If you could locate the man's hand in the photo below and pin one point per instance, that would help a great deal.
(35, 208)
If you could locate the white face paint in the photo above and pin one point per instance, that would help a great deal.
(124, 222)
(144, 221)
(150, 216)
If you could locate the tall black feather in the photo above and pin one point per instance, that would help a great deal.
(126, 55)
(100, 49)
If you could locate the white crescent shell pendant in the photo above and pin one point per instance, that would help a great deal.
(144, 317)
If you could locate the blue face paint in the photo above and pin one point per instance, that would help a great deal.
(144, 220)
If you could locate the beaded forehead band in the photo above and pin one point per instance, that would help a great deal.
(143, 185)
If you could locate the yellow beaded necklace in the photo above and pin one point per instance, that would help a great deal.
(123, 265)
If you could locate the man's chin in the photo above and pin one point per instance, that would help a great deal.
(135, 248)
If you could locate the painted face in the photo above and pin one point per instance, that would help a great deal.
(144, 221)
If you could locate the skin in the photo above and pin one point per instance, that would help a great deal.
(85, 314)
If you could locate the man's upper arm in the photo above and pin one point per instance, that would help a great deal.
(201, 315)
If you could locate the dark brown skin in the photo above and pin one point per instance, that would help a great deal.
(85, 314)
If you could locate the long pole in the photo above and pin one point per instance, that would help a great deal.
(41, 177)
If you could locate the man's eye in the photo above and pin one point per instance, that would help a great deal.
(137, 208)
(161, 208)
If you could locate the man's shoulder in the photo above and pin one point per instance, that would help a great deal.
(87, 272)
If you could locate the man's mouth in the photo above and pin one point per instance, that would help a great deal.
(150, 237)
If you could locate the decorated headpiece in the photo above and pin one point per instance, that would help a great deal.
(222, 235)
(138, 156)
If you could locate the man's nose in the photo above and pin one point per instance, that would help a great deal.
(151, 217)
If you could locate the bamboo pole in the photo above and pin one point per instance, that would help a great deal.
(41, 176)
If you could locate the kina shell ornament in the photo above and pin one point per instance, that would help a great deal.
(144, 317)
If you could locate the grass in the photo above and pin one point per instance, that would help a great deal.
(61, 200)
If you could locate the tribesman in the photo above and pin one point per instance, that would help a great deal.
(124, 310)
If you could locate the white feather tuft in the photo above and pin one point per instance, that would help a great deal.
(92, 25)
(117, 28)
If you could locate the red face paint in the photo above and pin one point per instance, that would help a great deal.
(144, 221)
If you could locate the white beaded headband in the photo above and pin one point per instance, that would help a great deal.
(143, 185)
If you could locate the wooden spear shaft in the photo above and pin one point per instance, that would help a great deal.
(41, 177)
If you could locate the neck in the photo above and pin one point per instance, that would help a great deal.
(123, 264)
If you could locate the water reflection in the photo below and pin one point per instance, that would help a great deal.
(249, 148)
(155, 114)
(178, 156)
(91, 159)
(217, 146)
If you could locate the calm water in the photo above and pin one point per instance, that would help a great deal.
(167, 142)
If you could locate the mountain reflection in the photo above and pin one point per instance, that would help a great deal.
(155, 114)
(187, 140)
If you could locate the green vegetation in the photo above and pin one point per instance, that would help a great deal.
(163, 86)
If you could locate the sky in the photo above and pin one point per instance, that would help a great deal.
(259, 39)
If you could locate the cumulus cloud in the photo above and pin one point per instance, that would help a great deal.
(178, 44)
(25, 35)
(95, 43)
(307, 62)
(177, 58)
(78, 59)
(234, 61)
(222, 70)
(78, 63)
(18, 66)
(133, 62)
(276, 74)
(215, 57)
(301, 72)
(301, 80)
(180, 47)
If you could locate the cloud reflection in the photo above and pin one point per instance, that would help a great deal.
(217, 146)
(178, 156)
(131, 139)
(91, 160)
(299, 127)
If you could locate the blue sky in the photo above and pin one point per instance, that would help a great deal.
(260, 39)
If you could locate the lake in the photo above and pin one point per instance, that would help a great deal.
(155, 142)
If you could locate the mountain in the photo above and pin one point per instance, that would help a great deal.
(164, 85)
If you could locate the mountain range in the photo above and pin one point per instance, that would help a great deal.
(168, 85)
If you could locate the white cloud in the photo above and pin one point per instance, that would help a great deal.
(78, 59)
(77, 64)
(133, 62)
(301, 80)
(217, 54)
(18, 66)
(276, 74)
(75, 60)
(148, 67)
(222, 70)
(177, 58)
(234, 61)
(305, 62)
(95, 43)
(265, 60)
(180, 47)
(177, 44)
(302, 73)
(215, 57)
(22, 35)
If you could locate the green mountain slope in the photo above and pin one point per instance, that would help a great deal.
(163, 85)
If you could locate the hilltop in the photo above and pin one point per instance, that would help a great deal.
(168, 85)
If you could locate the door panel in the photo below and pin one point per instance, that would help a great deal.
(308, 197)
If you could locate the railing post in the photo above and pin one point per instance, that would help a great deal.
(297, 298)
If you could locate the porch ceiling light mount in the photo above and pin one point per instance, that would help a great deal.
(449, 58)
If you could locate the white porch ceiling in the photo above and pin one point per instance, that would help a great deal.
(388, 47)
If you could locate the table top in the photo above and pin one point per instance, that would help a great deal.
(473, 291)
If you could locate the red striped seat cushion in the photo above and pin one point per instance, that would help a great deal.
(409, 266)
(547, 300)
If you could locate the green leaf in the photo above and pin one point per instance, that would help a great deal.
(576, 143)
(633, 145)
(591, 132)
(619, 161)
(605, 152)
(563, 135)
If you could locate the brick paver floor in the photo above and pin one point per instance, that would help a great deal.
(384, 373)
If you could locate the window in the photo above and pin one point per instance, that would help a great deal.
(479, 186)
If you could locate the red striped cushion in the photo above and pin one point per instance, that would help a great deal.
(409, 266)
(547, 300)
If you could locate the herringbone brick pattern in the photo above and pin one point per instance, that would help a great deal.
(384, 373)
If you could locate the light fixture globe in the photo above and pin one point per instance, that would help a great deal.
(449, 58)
━━━━━━━━━━━━━━━━━━━━
▶ _WORK TO BE COMPLETED_
Extract, exactly as they appear, the lines from the one containing "If you could locate the white porch" through the final line.

▶ _SOLVED EXERCISE_
If you could locate the white porch ceiling in the photo above and pin one point per instance, that would help a great deal.
(388, 47)
If you could locate the table top in the photo above and pin one point per instance, that would help a great deal.
(473, 291)
If you could locate the red striped seat cushion in the photo above and pin one point per instance, that would help a great deal.
(409, 266)
(547, 300)
If you could locate the green leaf in the photo above and pin one point per instance, that would help a great deal.
(576, 143)
(633, 145)
(591, 132)
(619, 161)
(605, 152)
(563, 135)
If you could locate the brick paver floor in the photo above and pin one point per instance, that would help a great deal.
(384, 373)
If you could locate the window in the photo above and pin one point per instance, that would help a great deal.
(479, 186)
If you could locate the red striped cushion in the photo above and pin one point per instance, that would help a great deal.
(409, 266)
(547, 300)
If you could locate the herringbone brick pattern in the photo above and pin one point per instance, that would help a great deal.
(384, 373)
If you could locate the light fixture globe in the photo above and pin one point per instance, that would help a great deal.
(449, 58)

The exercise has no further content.